**EXERCISE TASK A**
Please filter the listing below for the word "ring" and copy every line that contains it.

*****

14Then Jesus, filled with the power of the Spirit, returned to Galilee, and a report about him spread through all the surrounding country. 15He began to teach in their synagogues and was praised by everyone. 16When he came to Nazareth, where he had been brought up, he went to the synagogue on the sabbath day, as was his custom. He stood up to read, 17and the scroll of the prophet Isaiah was given to him. He unrolled the scroll and found the place where it was written: 18“The Spirit of the Lord is upon me, because he has anointed me to bring good news to the poor. He has sent me to proclaim release to the captives and recovery of sight to the blind, to let the oppressed go free, 19to proclaim the year of the Lord’s favor.” 20And he rolled up the scroll, gave it back to the attendant, and sat down. The eyes of all in the synagogue were fixed on him. 21Then he began to say to them, “Today this scripture has been fulfilled in your hearing.”

(Luke 4:14-21, NRSV)

Where is God? Perhaps we have asked this question at various points in our spiritual journey. My seven-year-old Charlotte asks me this question on a fairly regular basis. “Mom, where is God?” Following every horrific world and national tragedy that leaves us speechless, we ask in the depths of our soul, “Where is God?” At this time in our history, this reemerging age old question keeps us awake at night. This question is the catalyst for thought-provoking online dialogue and discussion among religious communities. It is the question that we ask as we navigate our spiritual lives amidst the backdrop of our world today.

For generations our understanding of God has been linked to an actual location. Up. In heaven. Above us, watching and observing us from a distance. Our theology has been shaped by this notion of a cosmic, ruler God who reigns above and ushers down to us grace and mercy. The hymn writers of old certainly subscribed to God’s upward locale as evidenced in the words of our beloved sacred songs. Sing praise to God who reigns above, the God of all creation, the God of power, the God of love, the God of our salvation. Love divine all loves excelling, joy of heaven to earth come down. Father all glorious, over all victorious, come and reign over us, ancient of days. High king of heaven, my victory won, may I reach heaven’s joy’s O bright heaven’s sun. Visions of rapture now burst on my sight; angels descending bring from above; echoes of mercy, whispers of love. The trump shall resound and the Lord shall descend, even so it is well with my soul. I love to tell the story of unseen things above, of Jesus and his glory, of Jesus and his love. Or if, on joyful wing cleaving the sky, sun, moon and stars forgot, upward I fly, still all my song shall be, nearer, my God, nearer my God to Thee.

*****

**EXERCISE TASK B**
In the passage above, what does Charlotte regularly ask?

*****

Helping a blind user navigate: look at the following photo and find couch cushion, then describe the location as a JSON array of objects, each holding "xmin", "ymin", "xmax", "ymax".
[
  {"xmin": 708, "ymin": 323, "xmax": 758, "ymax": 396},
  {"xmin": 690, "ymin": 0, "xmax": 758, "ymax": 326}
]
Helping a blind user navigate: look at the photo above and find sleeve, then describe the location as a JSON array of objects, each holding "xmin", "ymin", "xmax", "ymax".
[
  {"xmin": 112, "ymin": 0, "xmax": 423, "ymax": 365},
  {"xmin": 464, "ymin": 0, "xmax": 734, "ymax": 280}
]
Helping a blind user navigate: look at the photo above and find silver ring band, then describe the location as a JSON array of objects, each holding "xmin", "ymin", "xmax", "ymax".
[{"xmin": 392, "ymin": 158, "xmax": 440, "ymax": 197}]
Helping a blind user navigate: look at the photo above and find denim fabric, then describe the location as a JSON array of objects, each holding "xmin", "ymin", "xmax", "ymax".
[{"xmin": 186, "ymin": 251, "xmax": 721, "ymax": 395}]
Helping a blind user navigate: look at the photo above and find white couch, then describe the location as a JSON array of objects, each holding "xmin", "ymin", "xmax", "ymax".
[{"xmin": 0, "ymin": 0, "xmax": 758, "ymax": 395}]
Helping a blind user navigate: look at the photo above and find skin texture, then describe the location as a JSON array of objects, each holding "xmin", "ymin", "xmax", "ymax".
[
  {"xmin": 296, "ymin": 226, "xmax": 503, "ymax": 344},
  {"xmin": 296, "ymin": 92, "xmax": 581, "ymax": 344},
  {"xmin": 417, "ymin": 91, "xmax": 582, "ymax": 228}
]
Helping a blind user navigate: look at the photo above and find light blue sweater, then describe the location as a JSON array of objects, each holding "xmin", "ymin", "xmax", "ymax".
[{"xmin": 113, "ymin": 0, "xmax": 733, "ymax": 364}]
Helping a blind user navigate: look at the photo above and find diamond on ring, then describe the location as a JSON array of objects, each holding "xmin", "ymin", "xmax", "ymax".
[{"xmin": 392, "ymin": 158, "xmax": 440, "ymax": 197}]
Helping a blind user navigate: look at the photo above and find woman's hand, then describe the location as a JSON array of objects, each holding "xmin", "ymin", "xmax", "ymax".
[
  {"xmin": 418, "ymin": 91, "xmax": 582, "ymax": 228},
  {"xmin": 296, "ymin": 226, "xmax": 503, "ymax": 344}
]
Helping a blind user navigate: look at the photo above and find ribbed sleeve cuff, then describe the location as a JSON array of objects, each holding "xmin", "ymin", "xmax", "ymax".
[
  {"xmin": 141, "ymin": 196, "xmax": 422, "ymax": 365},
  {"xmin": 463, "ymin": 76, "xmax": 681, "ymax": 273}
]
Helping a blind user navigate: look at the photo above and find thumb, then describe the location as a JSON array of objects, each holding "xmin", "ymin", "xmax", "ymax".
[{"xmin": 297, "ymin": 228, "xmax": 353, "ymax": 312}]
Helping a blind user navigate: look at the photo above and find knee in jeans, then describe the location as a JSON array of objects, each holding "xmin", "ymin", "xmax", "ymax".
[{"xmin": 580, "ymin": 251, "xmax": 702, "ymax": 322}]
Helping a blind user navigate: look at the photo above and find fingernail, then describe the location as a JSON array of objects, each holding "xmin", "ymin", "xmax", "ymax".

*****

**PROBLEM SOLUTION A**
Helping a blind user navigate: look at the photo above and find silver ring band, then describe the location as a JSON array of objects, each holding "xmin", "ymin", "xmax", "ymax".
Helping a blind user navigate: look at the photo above and find diamond on ring, then describe the location as a JSON array of objects, each holding "xmin", "ymin", "xmax", "ymax".

**PROBLEM SOLUTION B**
"Mom, where is God?"